## THE EXERCISE
Reproduce every entry exactly as shown.

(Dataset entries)
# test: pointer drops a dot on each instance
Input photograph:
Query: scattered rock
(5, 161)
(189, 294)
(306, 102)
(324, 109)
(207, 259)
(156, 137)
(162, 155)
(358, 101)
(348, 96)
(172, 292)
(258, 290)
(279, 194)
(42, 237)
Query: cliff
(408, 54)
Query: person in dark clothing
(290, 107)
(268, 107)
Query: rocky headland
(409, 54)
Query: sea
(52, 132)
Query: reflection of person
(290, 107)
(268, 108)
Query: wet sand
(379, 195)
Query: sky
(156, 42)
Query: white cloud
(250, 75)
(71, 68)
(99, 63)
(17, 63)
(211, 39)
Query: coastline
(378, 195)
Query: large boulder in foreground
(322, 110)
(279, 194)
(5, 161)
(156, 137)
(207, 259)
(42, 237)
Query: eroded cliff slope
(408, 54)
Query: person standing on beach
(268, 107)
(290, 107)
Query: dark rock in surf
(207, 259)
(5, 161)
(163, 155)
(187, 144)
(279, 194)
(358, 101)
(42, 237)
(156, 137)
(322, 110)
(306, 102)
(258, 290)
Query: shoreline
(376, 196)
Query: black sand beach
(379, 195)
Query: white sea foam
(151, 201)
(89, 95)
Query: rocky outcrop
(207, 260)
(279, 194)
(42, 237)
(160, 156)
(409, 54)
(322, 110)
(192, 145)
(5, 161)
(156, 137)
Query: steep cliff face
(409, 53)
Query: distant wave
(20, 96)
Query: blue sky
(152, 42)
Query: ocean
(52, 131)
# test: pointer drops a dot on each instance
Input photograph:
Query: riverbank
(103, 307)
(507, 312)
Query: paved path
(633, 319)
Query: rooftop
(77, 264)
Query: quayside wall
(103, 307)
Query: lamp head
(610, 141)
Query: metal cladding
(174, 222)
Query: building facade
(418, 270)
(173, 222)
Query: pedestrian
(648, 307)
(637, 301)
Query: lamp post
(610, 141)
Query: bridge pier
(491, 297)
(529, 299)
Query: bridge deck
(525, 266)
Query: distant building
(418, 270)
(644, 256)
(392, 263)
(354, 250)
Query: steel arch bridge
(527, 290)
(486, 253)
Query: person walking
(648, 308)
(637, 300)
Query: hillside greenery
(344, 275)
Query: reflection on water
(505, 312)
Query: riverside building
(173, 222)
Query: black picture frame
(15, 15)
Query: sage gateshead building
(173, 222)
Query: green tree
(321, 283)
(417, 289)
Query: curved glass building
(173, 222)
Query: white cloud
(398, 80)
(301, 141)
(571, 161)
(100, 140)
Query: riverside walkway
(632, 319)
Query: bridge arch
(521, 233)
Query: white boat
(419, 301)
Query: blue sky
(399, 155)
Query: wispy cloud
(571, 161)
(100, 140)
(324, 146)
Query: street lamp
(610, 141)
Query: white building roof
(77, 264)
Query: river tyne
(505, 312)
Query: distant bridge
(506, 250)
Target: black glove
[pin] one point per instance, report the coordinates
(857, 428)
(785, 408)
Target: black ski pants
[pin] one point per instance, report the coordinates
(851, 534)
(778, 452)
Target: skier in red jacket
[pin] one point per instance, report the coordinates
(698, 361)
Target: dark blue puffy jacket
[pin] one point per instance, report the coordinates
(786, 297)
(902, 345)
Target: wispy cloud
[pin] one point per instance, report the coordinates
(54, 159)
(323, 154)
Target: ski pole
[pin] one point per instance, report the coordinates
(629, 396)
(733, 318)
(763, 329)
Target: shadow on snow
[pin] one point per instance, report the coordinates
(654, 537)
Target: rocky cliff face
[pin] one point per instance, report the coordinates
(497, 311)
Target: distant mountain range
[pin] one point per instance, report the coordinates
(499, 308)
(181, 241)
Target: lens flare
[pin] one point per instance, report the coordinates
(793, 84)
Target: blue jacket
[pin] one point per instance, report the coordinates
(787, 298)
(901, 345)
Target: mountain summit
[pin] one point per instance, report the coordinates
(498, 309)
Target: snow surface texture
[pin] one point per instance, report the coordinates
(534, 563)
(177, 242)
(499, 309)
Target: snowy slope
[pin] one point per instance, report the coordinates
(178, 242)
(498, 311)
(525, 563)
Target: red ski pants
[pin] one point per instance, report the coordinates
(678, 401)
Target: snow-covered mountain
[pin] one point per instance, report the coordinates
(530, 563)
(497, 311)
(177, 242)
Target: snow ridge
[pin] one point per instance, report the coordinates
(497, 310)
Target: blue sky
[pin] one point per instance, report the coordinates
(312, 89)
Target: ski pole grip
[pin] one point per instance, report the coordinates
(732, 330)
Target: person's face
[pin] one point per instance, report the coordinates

## OUTPUT FOR THIS TASK
# test: pointer drops a dot on each instance
Input photograph:
Query: scattered rock
(5, 161)
(189, 294)
(306, 102)
(324, 109)
(207, 259)
(156, 137)
(162, 155)
(358, 101)
(348, 96)
(172, 292)
(258, 290)
(279, 194)
(42, 237)
Query: cliff
(408, 54)
Query: person in dark clothing
(290, 107)
(268, 107)
Query: rocky headland
(409, 54)
Query: sea
(52, 132)
Query: reflection of person
(290, 107)
(268, 108)
Query: wet sand
(379, 195)
Query: sky
(156, 42)
Query: white cloud
(250, 75)
(71, 68)
(99, 63)
(17, 63)
(211, 39)
Query: coastline
(378, 195)
Query: large boulder in foreground
(322, 110)
(279, 194)
(5, 161)
(156, 137)
(207, 259)
(42, 237)
Query: eroded cliff slope
(408, 54)
Query: person standing on beach
(268, 107)
(290, 107)
Query: dark rock in surf
(207, 259)
(5, 161)
(163, 155)
(187, 144)
(279, 194)
(358, 101)
(42, 237)
(156, 137)
(322, 110)
(306, 102)
(258, 290)
Query: shoreline
(376, 196)
Query: black sand beach
(379, 195)
Query: white sea foam
(151, 201)
(89, 95)
Query: rocky outcrop
(207, 260)
(279, 194)
(42, 237)
(160, 156)
(409, 54)
(322, 110)
(192, 145)
(5, 161)
(156, 137)
Query: steep cliff face
(409, 53)
Query: distant wave
(20, 96)
Query: blue sky
(152, 42)
Query: ocean
(52, 131)
# test: pointer drops a dot on each instance
Input photograph:
Query: riverbank
(103, 307)
(507, 312)
Query: paved path
(633, 319)
Query: rooftop
(77, 264)
Query: quayside wall
(103, 307)
Query: lamp head
(610, 141)
Query: metal cladding
(174, 222)
Query: building facade
(418, 270)
(173, 222)
Query: pedestrian
(648, 307)
(637, 301)
Query: lamp post
(610, 141)
Query: bridge pier
(491, 297)
(529, 299)
Query: bridge deck
(525, 266)
Query: distant building
(418, 270)
(644, 256)
(392, 263)
(354, 250)
Query: steel arch bridge
(527, 290)
(486, 253)
Query: person walking
(648, 308)
(637, 300)
Query: hillside greenery
(344, 275)
Query: reflection on water
(505, 312)
Query: riverside building
(173, 222)
Query: black picture frame
(15, 15)
Query: sage gateshead building
(173, 222)
Query: green tree
(321, 283)
(417, 289)
Query: curved glass building
(173, 222)
Query: white cloud
(398, 80)
(301, 141)
(571, 161)
(100, 140)
Query: riverside walkway
(632, 319)
Query: bridge arch
(521, 233)
Query: white boat
(419, 301)
Query: blue sky
(399, 155)
Query: wispy cloud
(571, 161)
(100, 140)
(324, 146)
Query: street lamp
(610, 141)
Query: white building roof
(77, 264)
Query: river tyne
(505, 312)
Query: distant bridge
(506, 250)
Target: black glove
[pin] one point per instance, report the coordinates
(857, 428)
(785, 408)
Target: black ski pants
[pin] one point per instance, report the coordinates
(851, 534)
(778, 452)
Target: skier in red jacket
[pin] one point per instance, report the coordinates
(698, 361)
Target: dark blue puffy jacket
[pin] one point per instance, report the coordinates
(786, 297)
(902, 345)
Target: wispy cloud
[pin] one point per instance, report the coordinates
(54, 159)
(323, 154)
Target: ski pole
[pin] one point per instance, report the coordinates
(629, 396)
(733, 318)
(763, 329)
Target: shadow on snow
[pin] one point per instance, report the coordinates
(654, 537)
Target: rocky cliff face
[pin] one point per instance, report the coordinates
(497, 311)
Target: distant mountain range
[pin] one point per instance, report the coordinates
(499, 308)
(181, 241)
Target: lens flare
[pin] one point per instance, report the coordinates
(793, 84)
Target: blue jacket
[pin] one point per instance, report the coordinates
(787, 298)
(901, 345)
Target: mountain summit
[pin] one point per instance, report the coordinates
(498, 309)
Target: snow surface texture
[pin] one point per instance, report the coordinates
(534, 563)
(177, 242)
(499, 309)
Target: snowy slope
[pin] one point per instance, report the coordinates
(178, 242)
(498, 311)
(525, 563)
Target: red ski pants
[pin] one point per instance, report the coordinates
(678, 401)
Target: snow-covered mountain
[pin] one point per instance, report the coordinates
(530, 563)
(497, 311)
(177, 242)
Target: snow ridge
[pin] one point per instance, report the coordinates
(497, 310)
Target: blue sky
[pin] one point per instance, report the coordinates
(312, 89)
Target: ski pole grip
[pin] one point per instance, report the coordinates
(732, 330)
Target: person's face
[pin] one point per instance, report the coordinates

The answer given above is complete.